++++ Extracted material
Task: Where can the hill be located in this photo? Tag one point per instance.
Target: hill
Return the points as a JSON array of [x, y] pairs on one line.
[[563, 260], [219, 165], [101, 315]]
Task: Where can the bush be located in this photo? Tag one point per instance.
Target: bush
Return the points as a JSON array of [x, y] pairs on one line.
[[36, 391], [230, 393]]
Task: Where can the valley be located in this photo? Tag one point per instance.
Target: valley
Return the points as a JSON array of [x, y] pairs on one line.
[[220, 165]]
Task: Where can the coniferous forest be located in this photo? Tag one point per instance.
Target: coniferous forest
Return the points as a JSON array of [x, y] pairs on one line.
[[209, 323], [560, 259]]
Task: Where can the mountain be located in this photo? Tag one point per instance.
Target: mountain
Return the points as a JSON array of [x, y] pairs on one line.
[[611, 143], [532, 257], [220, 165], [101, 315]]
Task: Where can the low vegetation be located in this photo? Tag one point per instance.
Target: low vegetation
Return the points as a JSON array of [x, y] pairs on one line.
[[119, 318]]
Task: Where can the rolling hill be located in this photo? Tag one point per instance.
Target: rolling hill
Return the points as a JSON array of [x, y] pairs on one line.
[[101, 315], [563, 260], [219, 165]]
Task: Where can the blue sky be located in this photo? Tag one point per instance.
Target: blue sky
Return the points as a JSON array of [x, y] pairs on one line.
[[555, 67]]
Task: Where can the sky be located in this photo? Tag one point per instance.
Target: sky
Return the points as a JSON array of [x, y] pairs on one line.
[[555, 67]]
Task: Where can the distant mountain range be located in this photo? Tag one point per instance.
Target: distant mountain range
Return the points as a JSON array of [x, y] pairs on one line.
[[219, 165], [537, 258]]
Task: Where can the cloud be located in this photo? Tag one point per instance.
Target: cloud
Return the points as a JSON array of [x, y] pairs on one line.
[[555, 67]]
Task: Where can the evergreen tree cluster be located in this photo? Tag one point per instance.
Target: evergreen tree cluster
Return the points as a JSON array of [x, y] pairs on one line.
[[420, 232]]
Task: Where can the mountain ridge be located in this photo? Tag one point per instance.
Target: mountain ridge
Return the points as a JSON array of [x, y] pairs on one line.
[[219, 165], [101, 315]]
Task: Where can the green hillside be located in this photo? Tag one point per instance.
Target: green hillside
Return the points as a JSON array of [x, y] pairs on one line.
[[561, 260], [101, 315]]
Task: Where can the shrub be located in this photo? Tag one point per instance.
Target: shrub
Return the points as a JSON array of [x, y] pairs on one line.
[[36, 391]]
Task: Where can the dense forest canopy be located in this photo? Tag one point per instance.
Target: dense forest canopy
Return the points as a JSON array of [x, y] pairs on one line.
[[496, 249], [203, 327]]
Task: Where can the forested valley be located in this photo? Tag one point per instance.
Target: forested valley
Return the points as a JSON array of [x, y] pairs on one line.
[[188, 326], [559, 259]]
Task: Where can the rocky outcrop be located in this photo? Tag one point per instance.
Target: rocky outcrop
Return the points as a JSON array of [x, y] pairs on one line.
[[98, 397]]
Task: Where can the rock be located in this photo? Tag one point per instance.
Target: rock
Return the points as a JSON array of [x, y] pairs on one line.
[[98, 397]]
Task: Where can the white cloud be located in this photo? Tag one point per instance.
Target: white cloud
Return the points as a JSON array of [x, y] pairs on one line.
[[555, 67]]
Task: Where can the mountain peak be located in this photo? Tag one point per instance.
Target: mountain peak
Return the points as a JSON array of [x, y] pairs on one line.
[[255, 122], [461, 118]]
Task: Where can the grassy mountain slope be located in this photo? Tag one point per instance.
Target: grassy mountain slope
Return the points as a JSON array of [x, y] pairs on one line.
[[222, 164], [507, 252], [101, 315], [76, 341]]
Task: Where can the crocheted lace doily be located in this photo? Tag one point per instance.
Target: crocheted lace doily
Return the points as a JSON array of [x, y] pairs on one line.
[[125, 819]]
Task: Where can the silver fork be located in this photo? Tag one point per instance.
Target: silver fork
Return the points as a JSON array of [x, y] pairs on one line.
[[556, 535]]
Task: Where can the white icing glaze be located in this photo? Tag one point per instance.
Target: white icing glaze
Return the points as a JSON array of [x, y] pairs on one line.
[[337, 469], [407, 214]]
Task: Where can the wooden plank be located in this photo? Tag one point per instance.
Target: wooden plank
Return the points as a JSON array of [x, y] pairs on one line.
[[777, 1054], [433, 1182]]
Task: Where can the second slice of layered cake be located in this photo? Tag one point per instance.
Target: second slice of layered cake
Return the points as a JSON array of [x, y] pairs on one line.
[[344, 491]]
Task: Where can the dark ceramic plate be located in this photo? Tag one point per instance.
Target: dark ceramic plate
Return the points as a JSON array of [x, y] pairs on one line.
++++++++
Required work:
Print the whole listing again, exactly.

Response for this exercise:
Task: Where can the hill be located in this photo? Tag one point per instance.
Target: hill
Return the points as a JSON array of [x, y] pairs on one line.
[[563, 260], [219, 165], [101, 315]]
Task: Where can the bush be located in this photo? Tag one point per instance.
Target: bush
Return the points as a JSON array of [x, y] pairs on one line.
[[36, 391], [230, 393]]
Task: Where can the valley be located in this photo? Tag one point per instance.
Target: valley
Return the points as a JSON array of [x, y] pairs on one line.
[[220, 165]]
Task: Where can the coniferous forest be located in this photo? Tag one point per instance.
Target: coniferous forest
Return the points as a JSON array of [x, y] pairs on one line.
[[209, 323], [560, 259]]
Task: Where can the mountain be located in this photo? Tag one point per instance.
Target: mountain
Return the points as a JSON array of [x, y] pairs on one line.
[[611, 143], [532, 257], [220, 165], [101, 315]]
Task: Where can the low vegetation be located in this photo? Tag one point per instance.
Target: low vegetation
Return the points as a JSON array of [x, y] pairs on one line.
[[119, 318]]
Task: Where can the rolling hill be located in this photo? Tag one point per instance.
Target: rolling hill
Return the points as a JSON array of [x, y] pairs on one line.
[[101, 315], [563, 260], [219, 165]]
Task: Where can the blue sky be located in this photo? Tag one point per instance.
Target: blue sky
Return the points as a JSON array of [x, y] pairs on one line.
[[555, 67]]
Task: Where can the sky be located in this photo? Tag one point per instance.
Target: sky
Return the points as a JSON array of [x, y] pairs on one line.
[[555, 67]]
Task: Where can the distant mountain range be located in this photo? Tag one point per instance.
Target: distant mountain range
Return the points as a JSON array of [x, y] pairs on one line.
[[219, 165], [537, 258]]
Task: Where can the cloud be located in this photo? Tag one point per instance.
Target: cloud
Return the points as a JSON array of [x, y] pairs on one line.
[[555, 67]]
Task: Where can the evergreen tree cluster be located in this photo? Tag one point per instance.
Target: evergreen tree cluster
Return the points as a JSON array of [x, y] pairs on one line.
[[420, 232]]
Task: Where can the mountain ridge be located in this photo? Tag one point per instance.
Target: mountain ridge
Return the points as a JSON array of [x, y] pairs on one line.
[[219, 165], [101, 315]]
Task: Where can the green hillside be located in this photo? Tag one point per instance.
Target: green hillside
Return the points as a JSON array of [x, y] pairs on one line.
[[561, 260], [101, 315]]
Task: Where can the shrub be located in this photo? Tag one point per instance.
Target: shrub
Return the points as a JSON array of [x, y] pairs on one line.
[[36, 391]]
Task: Where can the dense forest canopy be located in this photo? Tag one point per instance.
Target: dense forest canopy
Return the points as a JSON array of [x, y] pairs on one line.
[[496, 249], [203, 327]]
Task: Where can the forested valley be located in this photo? Tag one point per instance.
Target: forested valley
Return the points as a JSON array of [x, y] pairs on one line.
[[188, 326], [559, 259]]
Task: Where can the rocky outcrop be located in this photo? Tag one point per instance.
Target: rocky outcrop
Return the points as a JSON array of [x, y] pairs on one line.
[[98, 397]]
Task: Where can the rock be located in this photo? Tag one point per instance.
Target: rock
Return the points as a JSON array of [x, y] pairs on one line.
[[98, 397]]
Task: Where can the white cloud be located in this photo? Tag one point per instance.
Target: white cloud
Return the points as a JSON array of [x, y] pairs on one line.
[[555, 67]]
Task: Where can the mountain peak be located in this photo? Tag one point per instance.
Target: mountain peak
Return the points as a JSON array of [x, y] pairs on one line.
[[255, 122], [461, 118]]
Task: Where can the grassy mountain slope be located in this photo? Tag one point per instance.
Target: grassy mountain slope
Return the points as a JSON array of [x, y] pairs on one line.
[[222, 164], [507, 252], [101, 315], [76, 341]]
Task: Where can the crocheted lace doily be located in this photo? Tag one point per instance.
Target: crocheted lace doily
Return the points as a JSON array of [x, y] pairs on one line.
[[125, 819]]
Task: Where can the silver fork be located in this photo? Tag one point per instance.
Target: silver fork
Return the points as a JSON array of [x, y] pairs on one line.
[[556, 535]]
Task: Where can the white icing glaze be located in this photo? Tag one point per instance.
Target: white icing glaze
Return the points as a JSON array of [x, y] pairs on one line.
[[337, 469], [407, 214]]
Task: Where can the wooden plank be located in this photo? Tag one point per instance.
Target: wooden plank
Return the points as a JSON array of [x, y] pairs on one line.
[[777, 1054], [433, 1182]]
Task: Where can the second slice of layered cake be located in this photo? Tag one point per instance.
Target: second slice of layered cake
Return the points as a JSON array of [x, y] pairs on one line.
[[344, 491]]
Task: Where can the dark ceramic plate be located in this photo? Tag one point per instance.
Target: dark ceramic plate
Return the points as a JSON array of [x, y] pairs on one line.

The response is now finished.